## SELECTED EXTRACT
| "These guys have no idea what consciousness is (nobody does)" Where do people get off saying no one has any idea what consciousness is? I agree that there is a significant sliver of a philosophical problem which remains stubborn (how precisely does physical activity produce qualia), but neuroscience knows quite a bit about what physical processes underlie our behavior from the behavior of individual neurons to the activity of the entire brain. I object to the wholesale dismissal of neuroscience because thinking about the brain relative to LLMs is genuinely informative about what sorts of things you could expect to be going on in an LLM. And, to my mind, a real appraisal of the differences between brains and LLMs makes the case pretty strongly that LLMs experience nothing and are, furthermore, fairly well characterized as stochastic parrots. "They can't prove I'm not a stochastic parrot anymore than they can prove whatever cutting edge LLM isn't." Prove is a very strong word, but I think its actually quite possible to demonstrate via scientific observation that you differ in many, significant, and relevant to the question of "being a stochastic parrot", ways, from LLMs. It astounds me that people routinely suggest that human brains and LLMs are somehow indistinguishable. |
But that IS the definition of consciousness! This is like saying "We understand practically everything about airplanes, except how they stay in the air."

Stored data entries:
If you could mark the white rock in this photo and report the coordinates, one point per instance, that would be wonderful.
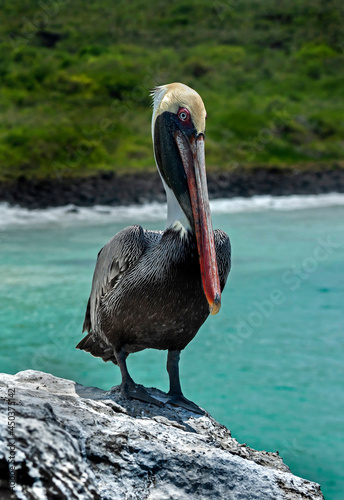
(75, 442)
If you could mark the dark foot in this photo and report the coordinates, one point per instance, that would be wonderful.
(136, 391)
(179, 400)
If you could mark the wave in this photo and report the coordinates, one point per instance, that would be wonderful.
(103, 214)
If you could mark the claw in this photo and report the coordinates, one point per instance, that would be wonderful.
(181, 401)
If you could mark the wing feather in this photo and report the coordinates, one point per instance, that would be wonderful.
(114, 259)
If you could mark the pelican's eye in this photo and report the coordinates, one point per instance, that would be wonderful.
(184, 114)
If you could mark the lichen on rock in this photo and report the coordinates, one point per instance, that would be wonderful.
(76, 442)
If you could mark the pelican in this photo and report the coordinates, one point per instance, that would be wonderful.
(154, 289)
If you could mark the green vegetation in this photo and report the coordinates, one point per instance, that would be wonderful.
(75, 81)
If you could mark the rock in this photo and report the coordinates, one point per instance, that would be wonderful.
(75, 442)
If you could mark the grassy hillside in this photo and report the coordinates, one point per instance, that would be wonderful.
(75, 81)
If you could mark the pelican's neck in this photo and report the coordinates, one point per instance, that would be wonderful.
(175, 213)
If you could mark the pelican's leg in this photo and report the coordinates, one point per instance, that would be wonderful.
(175, 394)
(128, 387)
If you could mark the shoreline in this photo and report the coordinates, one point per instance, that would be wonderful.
(109, 188)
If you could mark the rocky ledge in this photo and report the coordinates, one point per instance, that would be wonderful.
(67, 441)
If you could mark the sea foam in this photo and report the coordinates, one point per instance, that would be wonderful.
(72, 214)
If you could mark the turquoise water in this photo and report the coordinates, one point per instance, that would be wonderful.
(269, 366)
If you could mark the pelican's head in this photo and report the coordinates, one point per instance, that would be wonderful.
(178, 128)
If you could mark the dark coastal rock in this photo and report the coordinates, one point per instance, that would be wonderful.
(75, 442)
(112, 189)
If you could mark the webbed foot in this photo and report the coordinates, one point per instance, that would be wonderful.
(181, 401)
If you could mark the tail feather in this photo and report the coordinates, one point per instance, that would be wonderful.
(97, 347)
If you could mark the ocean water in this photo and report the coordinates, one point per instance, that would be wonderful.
(269, 366)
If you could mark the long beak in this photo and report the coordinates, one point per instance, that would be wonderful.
(192, 155)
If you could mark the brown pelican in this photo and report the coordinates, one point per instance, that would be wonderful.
(154, 289)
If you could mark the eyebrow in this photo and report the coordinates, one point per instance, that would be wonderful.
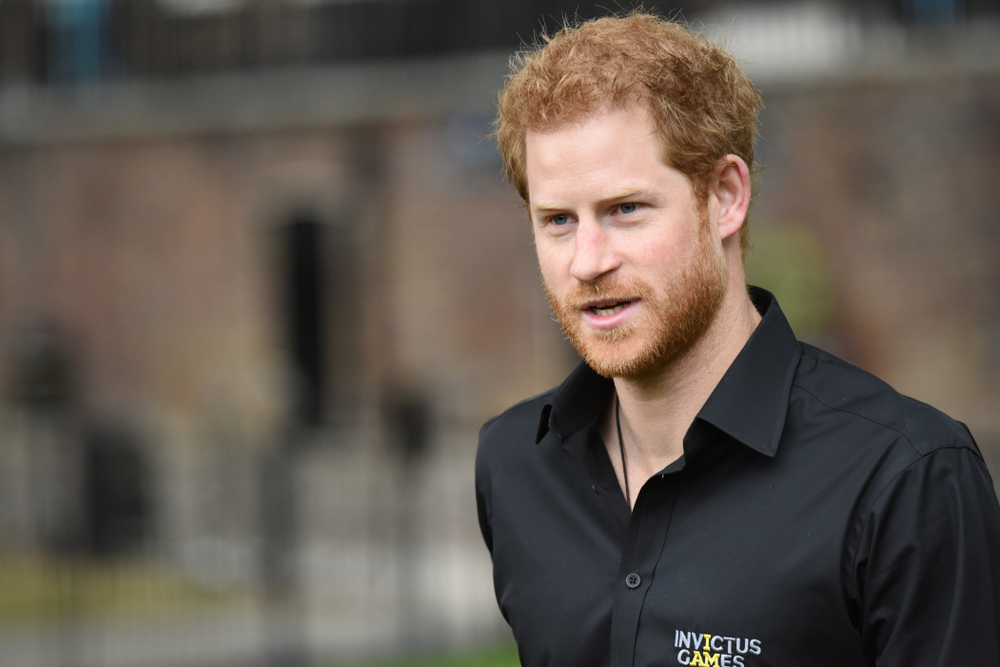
(623, 194)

## PROBLEM STATEMENT
Answer these questions about the consciousness discussion:
(a) According to the first comment, what part of the philosophical problem remains stubborn?
(b) What does the first comment say LLMs are fairly well characterized as?
(c) In the reply, what machine is used for the comparison, and what is the one thing said to be not understood about it?
The items have nothing to do with this work.

## THE COMPLETED TASK
(a) How precisely physical activity produces qualia.
(b) Stochastic parrots.
(c) Airplanes; how they stay in the air.